**** SOURCE PASSAGE

Since I rejoined BOINC in August, my monthly bandwith usage increased roughly five fold and my router is refusing connections from places like the Czech republic and Beijing and Austria. Could any of this be BOINC related. I have detached all the projects for now, I hope this means none of the BOINC related servers will try to connect with me.
I shudder at the what my internet overage charges would have been if I did not have an unlimited plan.
Copyright © 2024 Einstein@Home. All rights reserved.
How much is downloaded
)
If you wish to support science projects by crunching data, you should expect that there will be some extra bandwidth used, depending on the data that needs to be sent to you. Einstein has quite large data requirements but even so, for just 1 computer, the extra usage would hardly be noticeable. I run around 70 computers and I do employ some data saving strategies and my monthly consumption is around 250GB - ie less than 4GB per computer per month. On average, each machine does around 15 tasks per day. So I figure that 4GB per host per month is really quite modest these days. How much bandwidth per month is your machine using? It's actually quite possible (by taking advantage of the 'locality scheduling' used for GW Tasks and a little micro-management) to have virtually negligible ongoing data requirements.
I would think not.
The servers of BOINC projects don't contact you. Your BOINC client contacts the servers if it wants to request work or to return completed work. The server never initiates the conversation.
They were never doing that in the first place. Is your primary concern the extra bandwidth or the unwanted connection attempts? BOINC shouldn't be responsible for the latter.
I thought internet charges in Australia were supposed to be pretty bad but it only costs me $35 for 150GB (30GB peak, 120GB offpeak). What are your costs like in Canada?
Cheers,
Gary.
And else use the maximum
)
And else use the maximum download preferences (only available on projects with up-to-date server software, so not available on all projects and therefore best set through the local advanced preferences in BOINC Manager):
Einstein preferences;
Edit them;
Add your maximum value in megabytes and amount of days that it should be able to use these in the "Transfer at most --- Mbytes every --- days" line;
Save the changes to the site with the "Update preferences" button.
When done through BOINC Manager advanced preferences, do know that these override all of the same web-preferences. So you will have to set your CPU usage, network usage and disk & memory usage preferences here according to how you changed it through the web-preferences. The option can be set through the Network usage tab.
Used as such:
Setting 100MB per 2 days will only allow a maximum download and upload of 10 megabytes of data every 2 days. Get close to 100MB, or go over it and your BOINC will stop the transfer of data. It will continue to crunch the data in the queue, just not upload & report it and download new work for the duration of the rest of the 2 days.
In case anybody was wondering
)
In case anybody was wondering about what I meant by the "data saving strategies" and "taking advantage of the 'locality scheduling' used for GW Tasks" references in my previous message, I thought I'd add a bit of detail. If you're not interested in the detail, please just ignore, as it's bound to be rather long winded :-).
If someone is joining the project afresh or rejoining after an absence, the new S5GC1HF run will require you to take a considerable download 'hit' just to get your first task. You will need the new apps themselves as well as the 'sun' 'earth' and 'skygrid' files as a 'once off' download and then you will need quite a large slab of LIGO data, perhaps as many as around 40 individual files of about 4MB each. All up you would be looking at perhaps 200-300MB total download.

********
**** DATA FOR THE TASK

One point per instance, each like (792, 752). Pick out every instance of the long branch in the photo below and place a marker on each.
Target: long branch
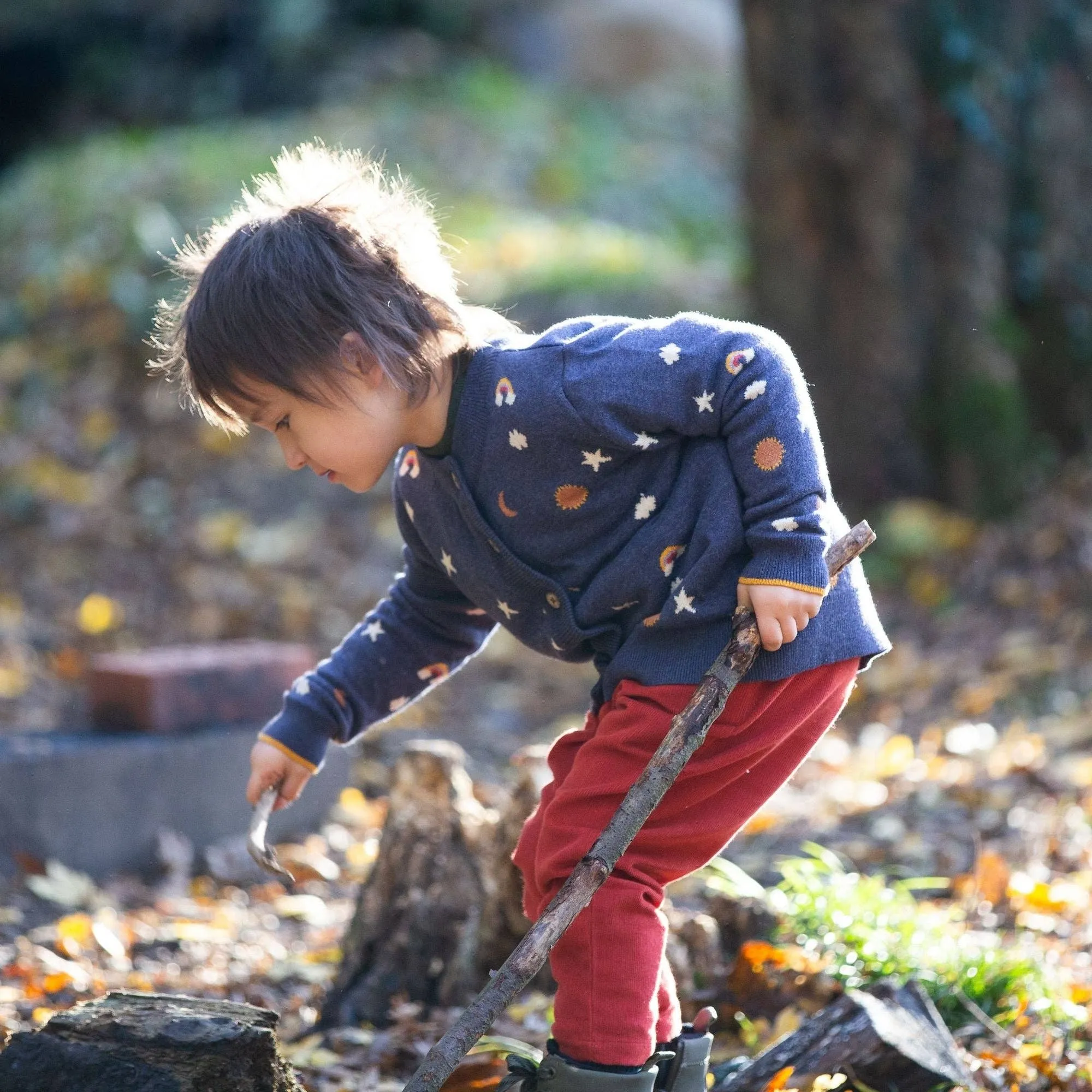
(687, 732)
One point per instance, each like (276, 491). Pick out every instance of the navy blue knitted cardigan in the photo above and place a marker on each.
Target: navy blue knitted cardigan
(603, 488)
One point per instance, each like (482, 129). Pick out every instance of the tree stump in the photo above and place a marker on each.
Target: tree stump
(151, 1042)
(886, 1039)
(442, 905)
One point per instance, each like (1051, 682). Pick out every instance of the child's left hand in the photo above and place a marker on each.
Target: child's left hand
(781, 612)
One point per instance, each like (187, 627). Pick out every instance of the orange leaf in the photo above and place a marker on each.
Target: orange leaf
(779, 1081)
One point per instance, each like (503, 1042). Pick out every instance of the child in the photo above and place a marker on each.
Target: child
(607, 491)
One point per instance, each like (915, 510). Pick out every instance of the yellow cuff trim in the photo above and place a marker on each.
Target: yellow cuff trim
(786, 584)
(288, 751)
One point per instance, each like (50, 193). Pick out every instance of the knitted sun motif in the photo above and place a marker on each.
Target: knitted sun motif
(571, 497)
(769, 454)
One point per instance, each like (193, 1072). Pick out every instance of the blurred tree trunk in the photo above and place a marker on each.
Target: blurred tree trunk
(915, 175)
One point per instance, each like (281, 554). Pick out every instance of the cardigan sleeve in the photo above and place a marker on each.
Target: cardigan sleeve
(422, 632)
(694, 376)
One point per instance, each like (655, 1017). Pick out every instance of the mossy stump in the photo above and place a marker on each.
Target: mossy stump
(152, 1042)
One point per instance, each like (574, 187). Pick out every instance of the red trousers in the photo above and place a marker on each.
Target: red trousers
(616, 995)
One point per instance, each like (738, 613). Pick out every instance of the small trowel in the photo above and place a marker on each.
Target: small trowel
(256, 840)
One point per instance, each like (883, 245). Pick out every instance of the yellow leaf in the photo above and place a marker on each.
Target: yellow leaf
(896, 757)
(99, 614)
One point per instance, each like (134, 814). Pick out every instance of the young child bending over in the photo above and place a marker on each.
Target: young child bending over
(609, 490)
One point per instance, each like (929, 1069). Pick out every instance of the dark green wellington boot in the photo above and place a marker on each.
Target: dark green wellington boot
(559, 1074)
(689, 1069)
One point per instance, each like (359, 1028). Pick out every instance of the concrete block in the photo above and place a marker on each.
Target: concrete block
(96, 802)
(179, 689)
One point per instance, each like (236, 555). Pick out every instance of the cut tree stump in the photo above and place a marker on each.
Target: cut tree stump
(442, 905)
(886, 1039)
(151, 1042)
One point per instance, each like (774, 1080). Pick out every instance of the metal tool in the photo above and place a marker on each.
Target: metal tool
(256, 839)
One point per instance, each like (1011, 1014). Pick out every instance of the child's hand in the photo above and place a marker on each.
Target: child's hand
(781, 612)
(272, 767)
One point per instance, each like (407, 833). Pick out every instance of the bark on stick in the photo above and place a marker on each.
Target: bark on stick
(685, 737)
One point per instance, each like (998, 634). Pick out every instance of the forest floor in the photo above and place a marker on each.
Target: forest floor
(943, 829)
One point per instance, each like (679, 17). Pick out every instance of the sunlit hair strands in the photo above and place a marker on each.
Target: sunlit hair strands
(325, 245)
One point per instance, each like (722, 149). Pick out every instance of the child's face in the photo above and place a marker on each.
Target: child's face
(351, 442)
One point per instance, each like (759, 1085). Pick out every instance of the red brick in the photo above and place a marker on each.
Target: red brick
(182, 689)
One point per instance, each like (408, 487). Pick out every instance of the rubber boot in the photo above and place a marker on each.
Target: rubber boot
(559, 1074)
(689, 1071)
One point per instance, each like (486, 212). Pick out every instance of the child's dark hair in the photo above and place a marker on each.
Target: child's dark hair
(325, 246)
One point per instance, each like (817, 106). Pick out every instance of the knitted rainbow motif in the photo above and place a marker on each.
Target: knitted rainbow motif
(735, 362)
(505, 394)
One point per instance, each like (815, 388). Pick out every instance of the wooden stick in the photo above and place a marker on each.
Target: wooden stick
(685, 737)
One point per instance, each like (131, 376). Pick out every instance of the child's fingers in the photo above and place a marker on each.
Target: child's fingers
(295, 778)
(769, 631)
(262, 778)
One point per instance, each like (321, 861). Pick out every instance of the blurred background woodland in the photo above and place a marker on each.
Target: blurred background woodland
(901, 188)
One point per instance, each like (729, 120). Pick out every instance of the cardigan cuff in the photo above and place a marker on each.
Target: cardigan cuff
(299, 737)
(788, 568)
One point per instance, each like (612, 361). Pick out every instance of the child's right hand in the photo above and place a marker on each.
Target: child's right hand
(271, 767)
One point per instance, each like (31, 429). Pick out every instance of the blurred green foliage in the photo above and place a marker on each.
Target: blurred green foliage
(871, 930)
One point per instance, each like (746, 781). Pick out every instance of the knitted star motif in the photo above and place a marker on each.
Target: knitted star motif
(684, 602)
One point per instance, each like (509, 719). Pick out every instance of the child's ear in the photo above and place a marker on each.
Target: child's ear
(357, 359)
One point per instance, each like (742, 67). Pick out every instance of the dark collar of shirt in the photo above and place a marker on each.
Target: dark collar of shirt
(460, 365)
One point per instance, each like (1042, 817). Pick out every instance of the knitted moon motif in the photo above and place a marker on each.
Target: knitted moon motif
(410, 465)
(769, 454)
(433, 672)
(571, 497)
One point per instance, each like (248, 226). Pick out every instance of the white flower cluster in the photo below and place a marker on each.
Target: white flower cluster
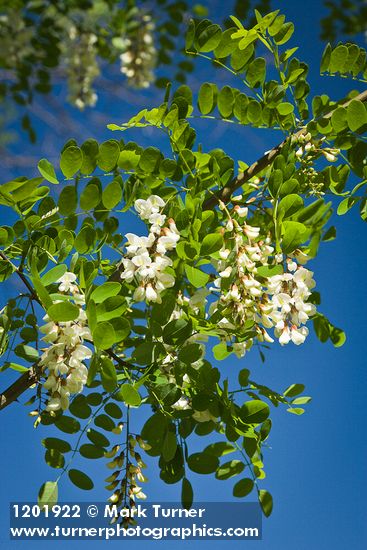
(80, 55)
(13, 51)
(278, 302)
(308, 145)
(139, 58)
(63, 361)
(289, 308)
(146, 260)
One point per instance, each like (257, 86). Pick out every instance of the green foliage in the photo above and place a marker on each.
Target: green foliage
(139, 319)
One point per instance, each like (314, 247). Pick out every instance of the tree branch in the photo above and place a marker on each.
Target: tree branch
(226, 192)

********

- **PROBLEM 1**
Count the lines in the entries that contain the word "concrete", matching case exactly, and give only the number.
- **PROBLEM 2**
Carry on the forum thread about BOINC bandwidth use from the last sentence it shows.

- **EXERCISE ANSWER 1**
2

- **EXERCISE ANSWER 2**
Locality scheduling means that you get to reuse all the LIGO data for (hopefully) many extra tasks for the same frequency bin. If you look at the name of the task in BOINC Manager, you get an idea of how many more tasks might be available. As an example, if you look at the OP's task list on the website, you can see these three tasks (oldest issue at the bottom, newest on top)
* h1_1310.85_S5R4__1072_S5GC1HFa_0
* h1_1310.85_S5R4__1125_S5GC1HFa_1
They all belong to the same frequency bin - 1310.85Hz.
They all have an inbuilt sequence number (seq#) (the bit immediately after the double underscore) which for the HF run will be starting well over 1000.
They all require the same set of LIGO data (this is what locality scheduling tries to achieve).
If you were able to look into the Einstein project directory of the OP's computer, you could see all these LIGO data files with names like h1_1310.85_S5R4, h1_1310.85_S5R7, l1_1310.85_S5R4, l1_1310.85_S5R7, ... with that sequence of 4 being repeated for a whole lot of frequency bins above 1310.85 - such as 1310.90, 1310.95, ... up to perhaps as high as 1311.30 or so. These are NOT tasks - they are all data files that must be on board before any task sent can be crunched. There are actually no separate files representing tasks. Tasks are just a collection of switches and parameters that the science app uses to crunch the LIGO data files. The details for all tasks sent are simply stored within the state file.
The tasks with the highest seq# - such as 1125 above - are distributed first and on each subsequent request for work, the scheduler will attempt to send you the next available (lower) seq# for the same freq bin. From time to time you may also get 'resend' tasks - tasks that have failed on someone else's computer that are sent to you because you already have the 'right' data. Such tasks are easily recognisable because they have a suffix of _2 or higher. _0 and _1 are always 'first issue' tasks.
There are always multiple hosts sharing a freq bin so at times, the seq#s can roll down quite quickly, depending on how many hosts are feeding and their appetites.
Eventually the seq# will roll down to zero at which point all initial tasks for that freq bin will have been issued. Even then the LIGO data files are still needed because there are bound to be quite a few failures of 'initial issue' tasks over the next few days to weeks. These failures will generate 'resends' over a surprisingly long period.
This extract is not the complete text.